## REQUESTS
(1) Answer these questions using the passage on tax rules for unrelated business income:
(a) What capital interest does Exempt Organization D own in Partnership A?
(b) By what date must an organization have acquired a non-QPI partnership interest for the transition rule to apply?
(c) Which Treasury Regulation describes the reasonable basis standard for allocating deductions?
(2) List every section heading in the passage on tax rules for unrelated business income.
(3) Carry on the passage about tax rules for unrelated business income, starting after its final sentence.

## PAGE EXCERPT
---*---

The final regulations broaden this look-through rule. Now, indirectly held partnerships can be included as QPI if they meet the de minimis test or the participation test. The participation test must be met with respect to the partnership that directly owns the interest in the indirectly held partnership. For the purposes of the look-through rule, the participation test is applied tier by tier to the exempt organization’s indirectly held partnership interests.

Example

The regulations provide an example to explain this tier-by-tier approach: Exempt Organization D owns a 50% capital interest in Partnership A. Partnership A owns a 30% capital interest in Partnership B but doesn’t significantly participate in Partnership B. Partnership B owns a 15% capital interest in Partnership C but doesn’t significantly participate in Partnership C.

Neither the interest in Partnership A nor B is a QPI for Organization D. D’s interest in Partnership A doesn’t meet the requirements of either the de minimis test or the participation test because it owns a 50% interest in the partnership. Organization D’s indirect interest in Partnership B (50% of 30%, or 15%) doesn’t meet the de minimis test. Also, because Partnership A owns more than a 20% interest in Partnership B, Partnership A’s interest in Partnership B doesn’t meet the participation test.

Organization D’s interest in Partnership C, however, is a QPI because Partnership C meets the participation test. This is because Partnership B holds only a 15% interest in Partnership C and doesn’t significantly participate in Partnership C.

Qualifying S Corporation Interests

An organization may aggregate its holdings in an S corporation with its UBTI from other investment activities if its ownership interest meets the same de minimis test or participation test as a QPI. Otherwise, each nonqualifying S corporation is treated as a separate unrelated activity; the filing organization isn’t required to look through the S corporation to determine if there’s more than one trade or business.

Debt-Financed Properties

All UBTI from an organization’s debt-financed properties is treated as a separate unrelated trade or business along with other investment activities. This is unchanged from the proposed regulations.

Transition Rule

The transition rule wasn’t changed from the proposed regulations to be a grandfather rule as requested in comments. If an organization acquired an interest in a partnership before August 21, 2018, that isn’t a QPI, the organization may treat the partnership as one unrelated trade or business, regardless of how many unrelated businesses the partnership directly or indirectly conducts.

This transition rule remains in effect only until the first day of the first taxable year after the publication of the final regulations in the Federal Register. Thereafter, the filing organization could have multiple separate trades or businesses from a single Schedule K-1, depending on application of the look-through rule, discussed above.

Expense Allocations

Exempt organizations with more than one unrelated business activity must allocate expenses not only between the exempt and taxable activities but now also among the separate taxable activities.

The Treasury Department didn’t fully address this issue in the final regulations, which state only that organizations must allocate deductions between separate unrelated businesses using the reasonable basis standard described in Treasury Regulation 1.512(a)-1(c).

Unadjusted Gross-to-Gross Method

The proposed regulations had declared that the unadjusted gross-to-gross method wasn’t a reasonable way to allocate expenses. The gross-to-gross method uses a ratio of gross income from an unrelated business activity over total gross income from all unrelated and related activities to allocate expenses.

The final regulations modify this stance by stating that the allocation of expenses isn’t reasonable if the cost of providing a good or service is essentially the same in a related and an unrelated activity but the price charged in the unrelated activity is greater and no adjustment was made to equalize the price differences in allocating indirect expenses.

---*---

Entries pointing to named objects

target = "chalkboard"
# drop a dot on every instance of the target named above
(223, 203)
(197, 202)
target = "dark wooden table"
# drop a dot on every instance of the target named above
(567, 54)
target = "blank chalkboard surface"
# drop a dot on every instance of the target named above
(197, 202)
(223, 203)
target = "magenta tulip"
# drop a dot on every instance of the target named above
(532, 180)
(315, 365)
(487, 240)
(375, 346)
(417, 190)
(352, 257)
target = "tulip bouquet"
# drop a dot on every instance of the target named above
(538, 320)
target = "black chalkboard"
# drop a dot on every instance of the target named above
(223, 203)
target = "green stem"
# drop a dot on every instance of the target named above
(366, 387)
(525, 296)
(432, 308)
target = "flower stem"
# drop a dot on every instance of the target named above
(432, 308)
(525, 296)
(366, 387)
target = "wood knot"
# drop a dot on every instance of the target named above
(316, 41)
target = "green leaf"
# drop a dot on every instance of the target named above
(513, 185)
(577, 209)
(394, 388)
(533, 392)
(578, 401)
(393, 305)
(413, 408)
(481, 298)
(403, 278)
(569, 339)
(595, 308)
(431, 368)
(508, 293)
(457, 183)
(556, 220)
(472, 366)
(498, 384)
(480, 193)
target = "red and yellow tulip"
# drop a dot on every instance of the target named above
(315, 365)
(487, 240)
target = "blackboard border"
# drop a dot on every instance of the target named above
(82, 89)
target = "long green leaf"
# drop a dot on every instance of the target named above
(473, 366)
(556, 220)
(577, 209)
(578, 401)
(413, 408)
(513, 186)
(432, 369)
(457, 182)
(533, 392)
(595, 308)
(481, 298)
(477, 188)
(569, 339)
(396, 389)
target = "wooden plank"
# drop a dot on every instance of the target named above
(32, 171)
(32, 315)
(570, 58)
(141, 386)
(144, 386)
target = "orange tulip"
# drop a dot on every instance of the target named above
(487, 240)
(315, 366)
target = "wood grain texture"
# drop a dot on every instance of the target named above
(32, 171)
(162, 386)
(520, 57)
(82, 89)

---*---

## RESPONSES TO THE TASKS
(1)
(a) A 50% capital interest.
(b) Before August 21, 2018.
(c) Treasury Regulation 1.512(a)-1(c).

(2)
Example
Qualifying S Corporation Interests
Debt-Financed Properties
Transition Rule
Expense Allocations
Unadjusted Gross-to-Gross Method

(3)
Example

If a social club described in section 501(c)(7) charges nonmembers a higher price than it charges members for the same good or service, but doesn’t adjust the price of the good or service provided to members for purposes of allocating expenses, depreciation, and similar items attributable to the provision of that good or service, the allocation method isn’t reasonable.

Using Net Operating Losses

For tax years beginning after December 31, 2017, Section 512(a)(6) requires organizations to determine any NOLs separately for each unrelated trade or business. These are called post-2017 NOLs in the regulations. NOLs generated before 2018 (referred to as pre-2018 NOLs), however, can be taken against total UBTI going forward.

As in the proposed regulations, the final regulations state that an organization deducts its pre-2018 NOLs from total UBTI before deducting any post-2017 NOLs against a separate trade or business. The final regulations do clarify that pre-2018 NOLs are taken in a way to allow for maximum use of the post-2017 NOLs—rather than the pre-2018 NOLs—in a taxable year.

For example, the final regulations state that an organization may allocate all of its pre-2018 NOLs to one of its separate unrelated business activities, or it may allocate its pre-2018 NOLs ratably among its separate activities. It can choose to do whichever results in greater utilization of the post-2017 NOLs in that year.

If a separate unrelated business activity is sold or otherwise disposed, the final regulations provide that any remaining post-2017 NOLs generated by that separate activity is suspended, after offsetting any gain from the disposal. If this unrelated business activity later resumes, or if a new activity begins using the same NAICS two-digit code, the suspended NOLs may be used.

If a separate unrelated business activity changes identification, that activity is treated as terminated under the final regulations. Therefore, none of the post-2017 NOLs from the original activity are carried over to the newly identified separate activity.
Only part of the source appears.